Written instruction
Pick up the language benchmark article after its final sentence and keep writing it.

***** Text extract

It should be said that the JavaScript has to be converted to Ticks / s manually afterwards. If you run this evaluation, then please build use something like the following or convert it afterwards:

JavaScript
/* Code from above ... */

/* Stays pretty much the same */
function benchmark(f, id) {
    var start = (new Date).getTime();
    f();
    var diff = (new Date).getTime() - start;
    // Now this is different! -- this one could be compared 
    // with the output of the others
    document.getElementById(id).innerHTML = parseInt(time2Ticks(diff) / 1000);
}

/* New Function! */
function time2Ticks(msec) {
    var frequency = 2343808;
    return msec / 1000 * frequency;
}

Using the Code

The code can be used without any limitations. If you have suggestions for improvements or ideas for further evaluations, you are welcome to comment here. It should be noted that I thought about doing the same evaluations on Linux, but skipped that because I thought it would be unfair to test a fresh system against a system that is running since some years and is loaded with some services and many programs in the background. Also the Microsoft compiler is not available on Linux leading to a different evaluation in this scope. For C#, I would have used the Mono implementation. However, you are welcome to make a similar evaluation on a Linux machine and inform me about the results. As long as the results are in Cycles / operation or Ticks / Operation, it is kind of comparable (again: the thing which makes it unfair to compare is the background load of the system, i.e. the programs and services that require some cycles to be executed while the (benchmark) program is running).

In order to get Fortran running, we used the following compilation command (this is obviously executing O2 optimizations against our code):

$ ifort base.f /check:bounds

All the required codefiles are included in the source.zip file.

Bonus: Scripting languages

Another interesting evaluation can be done in the scripting languages genre. Here I included the following languages:

  • Perl (ActiveStatePerl for Windows 5.14.2 x64)
  • PHP (Version 5.3.1 for Windows, which was included in the XAMPP)
  • Python (Version 2.5.4 for Windows)

First: Please note that the version of Python is obviously outdated. I do not know if newer version provide a better performance. I did not hear about better performance, but if I'll ever have the time to change the Python installation on my computer I will do another evaluation for sure. The next thing to notice is that I did run all those benchmarks on Windows. PHP is getting faster and faster on Windows, however, I do think that it is still faster on Linux than on Windows. This is obviously also true for the other two scripting languages, since they have their origins in the Linux operating system as well.

**********
***** Data excerpt

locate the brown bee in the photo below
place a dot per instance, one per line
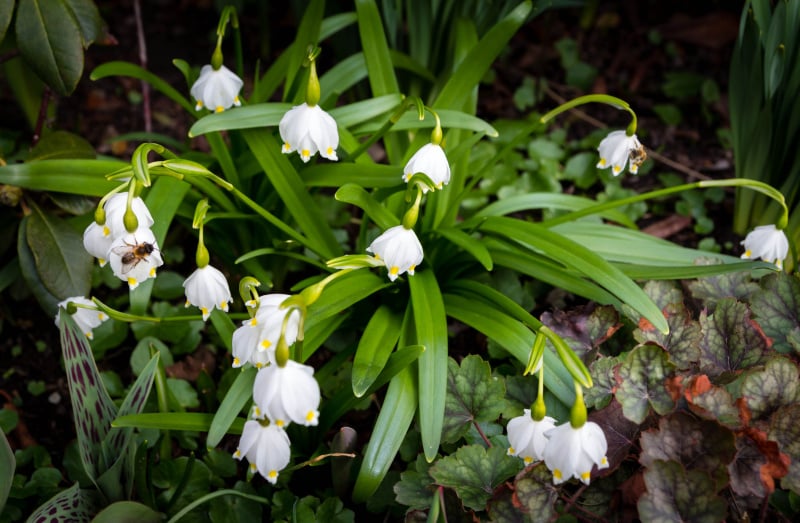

**********

Task answer
Evaluation of the three major scripting languages

PHP seems to be faster than Perl due to various factors. On the one hand it is a specialized version of Perl, on the other side it has been regularly maintained in the last decade. It is also worth noting that there is a certain Windows factor in this evaluation. I would be curious to see this evaluation on Linux (and I will either do that myself sometimes in the future or wait for somebody to post reliable results). Either way, it is quite obvious that the scripting languages are really slow. I actually thought that they might be even slower than JavaScript, but a factor of 20 is quite a surprise. It is also worth noting that all those languages are following the pattern as seen from other scripting languages, containing the costly interpretation steps between the operations.

All in all I do think that this kind of evaluation is kind of unfair. The scripting languages were never supposed to care about operations - they should provide a reliable and easy to use source for quick and dirty programming. The evaluation is unfair since the for-loop is in my opinion too heavy and does require too many operations to be performed. The languages presented before (which have been the original target of the article) do contain special treatment for such loops. Therefore the time spent performing the loop itself is neglectable compared to the operation. This is what we were up to. Now this is not the case. I believe that all languages are direct proportional to the number of operations performed - including conditions, loop counters and others.

This is true if have a close look at the following numbers:

+-*/%/ + %/ + - *
Script LanguagesPython91383994517897680894233098902415728052200857
Perl78751979689579455180392682033313359711999268
PHP63751663751663986066564167267310242441258625
Best63751663751663986066564167267310242441258625

The best values are provided by PHP which is linear dependent on the number of operations. We have three to six dominant operations (the inner loop counter increment, the inner loop condition and the number of operations which is ranging from atomic like + to complex / + - *). Therefore every operation is about 200 cycles of computation time, which is about 70 times as expensive as C#. Perl and Python might do some other operations internally, which is why the linear behaviour cannot be applied here. However, we do see that the number of operations scales with the computation time, which is still characteristic for such languages. Here writing something in a simple way performs better than trying to squeeze some performance out of the computer by using more operations in a more complex algorithm.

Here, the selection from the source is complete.